Increased awareness is changing what was stigmatized treatment of HIV/Aids in China. This year the country will host its first ‘AIDS Walk’, which will include a trek along the Great Wall.
There are officially 780,000 people living with HIV/Aids in China, but stigma and discrimination means that people are afraid to get tested. Anyone taking an HIV test at an official disease control body must give their ID number.
But international bodies like the Global Fund to Fight AIDS, Tuberculosis and Malaria are backing grassroots groups like one run by gay man Nan Feng in the sprawling city of Chongqing, which also offers testing as part of its AIDS prevention work.
According to Zhang Beichuan, a Chinese AIDS expert, there now more than 200 such non-governmental groups in China.
Nan launched a website for gays in 1998. Three years later a local newspaper interviewed him on his AIDS-prevention work.
After the interview was published, Nan’s colleagues surreptitiously put the full-page newspaper report about him unfolded on his desk.
"The people around me had the common prejudice that all gays have AIDS," he said.
He quit his job and the group starting distributing condoms at gay bars and promoting the website.
Landian, established in the provincial capital of Taiyuan in 2006, has provided free and private HIV tests for more than 450 gay males and their family members since September 2010.
With the help of Landian, volunteer groups were set up in another five cities in the province of Shanxi last year.

→ EXERCISE INSTRUCTIONS:
1/ Copy the passage of the HIV/AIDS article that starts at "Increased awareness is" and ends at "their ID number.".
2/ According to the HIV/AIDS article, in which year did Nan launch a website for gays?
You will not need the records that follow.

Collected data
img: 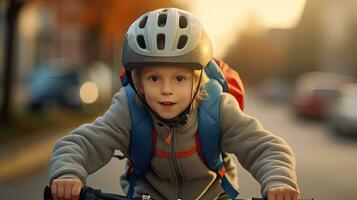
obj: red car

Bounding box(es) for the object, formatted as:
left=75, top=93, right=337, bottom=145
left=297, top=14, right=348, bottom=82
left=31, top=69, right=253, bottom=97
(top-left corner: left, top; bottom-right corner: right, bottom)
left=294, top=72, right=353, bottom=119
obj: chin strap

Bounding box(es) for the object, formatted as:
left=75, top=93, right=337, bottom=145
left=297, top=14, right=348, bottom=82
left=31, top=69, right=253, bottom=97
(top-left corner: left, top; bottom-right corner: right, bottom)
left=126, top=69, right=203, bottom=127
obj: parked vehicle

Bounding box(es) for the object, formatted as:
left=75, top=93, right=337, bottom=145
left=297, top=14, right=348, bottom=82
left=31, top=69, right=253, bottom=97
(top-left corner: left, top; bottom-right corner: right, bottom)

→ RESPONSES FOR EACH TASK:
1/
Increased awareness is changing what was stigmatized treatment of HIV/Aids in China. This year the country will host its first ‘AIDS Walk’, which will include a trek along the Great Wall.
There are officially 780,000 people living with HIV/Aids in China, but stigma and discrimination means that people are afraid to get tested. Anyone taking an HIV test at an official disease control body must give their ID number.

2/ 1998